Who Are the 4 Most Important Demons in the Bible?

Demons appear throughout the Christian Bible as monstrous entities with supernatural powers – here are some of the most notorious.

Jul 7, 2023By Rosie Lesso, MA Contemporary Art Theory, BA Fine Art

most important demons in the bible


Demons play a recurring role in the Christian Bible, symbols of sin, temptation and evil. They began their lives as angels, before turning against God and becoming ‘fallen angels’, cast down from heaven into the fiery depths of hell. The original demon, Satan, was once himself an angel named Lucifer who betrayed God, waging a war with a group of fellow traitors which he subsequently lost.


Their following expulsion from heaven was the first fall in the Bible, when sin was introduced into the universe. Satan thereby became the ‘prince of demons’, the evil leader all the fallen angels would serve, whose overriding mission was to tempt people into a life of sin. Below are a handful of the most important demons in the Bible


1. Satan (Lucifer)

- **What you need to do**: Please repeat, word for word, the part of the article about demons in the Bible that opens with the words containing "Demons play a" and closes with "he subsequently lost.". Rely only on the article about demons in the Bible.

- **Material supplied**:

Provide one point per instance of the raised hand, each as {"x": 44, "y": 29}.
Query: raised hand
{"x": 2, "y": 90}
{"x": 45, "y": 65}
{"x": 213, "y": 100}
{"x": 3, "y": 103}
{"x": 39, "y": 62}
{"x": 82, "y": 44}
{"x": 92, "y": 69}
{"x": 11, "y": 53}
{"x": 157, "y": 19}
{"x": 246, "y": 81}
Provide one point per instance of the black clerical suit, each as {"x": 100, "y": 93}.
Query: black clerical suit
...
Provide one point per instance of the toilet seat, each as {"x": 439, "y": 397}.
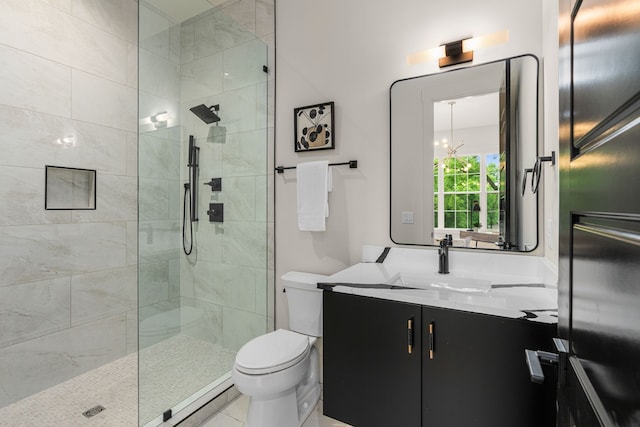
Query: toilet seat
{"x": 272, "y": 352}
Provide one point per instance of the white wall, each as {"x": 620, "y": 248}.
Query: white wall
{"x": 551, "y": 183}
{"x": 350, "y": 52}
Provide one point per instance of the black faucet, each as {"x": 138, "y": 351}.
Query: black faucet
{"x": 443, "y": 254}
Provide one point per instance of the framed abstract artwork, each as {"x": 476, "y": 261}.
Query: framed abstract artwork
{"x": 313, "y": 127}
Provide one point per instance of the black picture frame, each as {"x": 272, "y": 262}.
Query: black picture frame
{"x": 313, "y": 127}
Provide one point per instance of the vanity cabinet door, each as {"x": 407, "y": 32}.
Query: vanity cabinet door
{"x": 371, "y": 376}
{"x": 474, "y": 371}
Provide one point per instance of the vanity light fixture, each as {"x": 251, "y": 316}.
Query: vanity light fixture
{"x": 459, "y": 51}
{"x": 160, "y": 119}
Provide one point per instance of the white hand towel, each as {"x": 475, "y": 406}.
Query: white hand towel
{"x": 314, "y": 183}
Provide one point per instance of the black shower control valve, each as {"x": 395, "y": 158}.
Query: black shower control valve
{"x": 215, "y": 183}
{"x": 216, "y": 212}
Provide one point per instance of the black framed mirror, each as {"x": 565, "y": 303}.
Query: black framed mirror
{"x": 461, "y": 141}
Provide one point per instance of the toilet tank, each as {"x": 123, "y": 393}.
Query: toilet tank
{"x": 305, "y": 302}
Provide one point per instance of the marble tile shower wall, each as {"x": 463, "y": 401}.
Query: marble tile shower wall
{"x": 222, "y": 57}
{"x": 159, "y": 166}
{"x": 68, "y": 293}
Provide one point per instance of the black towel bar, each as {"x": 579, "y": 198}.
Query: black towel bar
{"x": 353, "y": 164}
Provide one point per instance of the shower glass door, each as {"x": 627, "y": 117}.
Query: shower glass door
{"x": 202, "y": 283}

- **Full solution**:
Demons play a recurring role in the Christian Bible, symbols of sin, temptation and evil. They began their lives as angels, before turning against God and becoming ‘fallen angels’, cast down from heaven into the fiery depths of hell. The original demon, Satan, was once himself an angel named Lucifer who betrayed God, waging a war with a group of fellow traitors which he subsequently lost.